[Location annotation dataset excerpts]

>> Start

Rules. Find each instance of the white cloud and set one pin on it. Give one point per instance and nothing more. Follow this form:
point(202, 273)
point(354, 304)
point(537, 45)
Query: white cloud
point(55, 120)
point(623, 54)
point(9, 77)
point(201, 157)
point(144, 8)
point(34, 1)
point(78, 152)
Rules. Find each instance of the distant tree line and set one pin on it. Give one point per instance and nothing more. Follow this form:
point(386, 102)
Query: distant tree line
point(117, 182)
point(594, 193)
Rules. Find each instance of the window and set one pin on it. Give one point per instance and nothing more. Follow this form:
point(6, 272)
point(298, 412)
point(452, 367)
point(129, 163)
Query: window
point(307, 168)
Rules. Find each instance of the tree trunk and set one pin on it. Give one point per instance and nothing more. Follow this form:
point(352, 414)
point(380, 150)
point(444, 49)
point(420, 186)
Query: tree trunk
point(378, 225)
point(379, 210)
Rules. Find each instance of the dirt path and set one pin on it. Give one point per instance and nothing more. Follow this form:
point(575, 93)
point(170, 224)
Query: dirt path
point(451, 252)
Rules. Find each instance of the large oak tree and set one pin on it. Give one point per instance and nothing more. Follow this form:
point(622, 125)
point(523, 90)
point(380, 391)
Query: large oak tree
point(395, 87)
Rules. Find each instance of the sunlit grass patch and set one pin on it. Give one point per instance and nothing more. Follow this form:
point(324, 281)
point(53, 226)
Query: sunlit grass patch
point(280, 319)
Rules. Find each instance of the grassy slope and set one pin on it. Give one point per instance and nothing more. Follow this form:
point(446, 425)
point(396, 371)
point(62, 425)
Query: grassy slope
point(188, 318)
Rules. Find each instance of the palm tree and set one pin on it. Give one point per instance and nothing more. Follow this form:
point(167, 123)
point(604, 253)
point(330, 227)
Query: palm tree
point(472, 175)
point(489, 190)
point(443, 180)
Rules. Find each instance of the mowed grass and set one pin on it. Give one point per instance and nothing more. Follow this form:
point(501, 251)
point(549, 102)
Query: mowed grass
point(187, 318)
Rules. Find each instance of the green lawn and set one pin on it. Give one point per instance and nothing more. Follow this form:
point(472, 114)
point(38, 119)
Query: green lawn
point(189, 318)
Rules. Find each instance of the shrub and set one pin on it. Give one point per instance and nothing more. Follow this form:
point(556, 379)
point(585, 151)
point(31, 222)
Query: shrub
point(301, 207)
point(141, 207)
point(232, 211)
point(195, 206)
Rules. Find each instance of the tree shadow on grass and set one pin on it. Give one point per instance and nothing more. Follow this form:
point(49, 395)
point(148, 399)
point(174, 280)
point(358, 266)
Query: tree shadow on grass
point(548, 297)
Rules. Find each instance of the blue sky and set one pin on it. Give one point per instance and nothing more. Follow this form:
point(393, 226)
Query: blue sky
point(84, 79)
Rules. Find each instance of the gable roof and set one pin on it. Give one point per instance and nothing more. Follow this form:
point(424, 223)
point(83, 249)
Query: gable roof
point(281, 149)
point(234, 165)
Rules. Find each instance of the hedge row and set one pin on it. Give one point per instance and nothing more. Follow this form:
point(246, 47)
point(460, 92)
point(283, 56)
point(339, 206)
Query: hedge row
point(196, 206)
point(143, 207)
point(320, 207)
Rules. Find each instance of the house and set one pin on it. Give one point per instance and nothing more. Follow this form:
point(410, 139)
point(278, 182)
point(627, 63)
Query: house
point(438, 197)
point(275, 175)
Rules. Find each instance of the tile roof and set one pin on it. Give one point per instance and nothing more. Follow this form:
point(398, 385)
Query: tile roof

>> End

_Task objective_
Please copy the entries above word for word, beginning at the line that contains "Rules. Find each instance of the tree shadow" and ending after the line that contains "point(234, 165)".

_Written response_
Rules. Find each instance of the tree shadow on grass and set one pin on it. Give one point per instance and nothing more. Follow this form:
point(49, 395)
point(148, 399)
point(174, 280)
point(358, 266)
Query: tree shadow on grass
point(548, 297)
Rules. Find each instance of the blue sky and set one pin on it. Give one point per instance and nothing more. Follow this form:
point(393, 226)
Query: blue sky
point(84, 79)
Rules. Find each instance of the gable roof and set one pin on it. Give one point per instance and nothing more. Follow this form:
point(424, 223)
point(83, 249)
Query: gable roof
point(281, 149)
point(234, 165)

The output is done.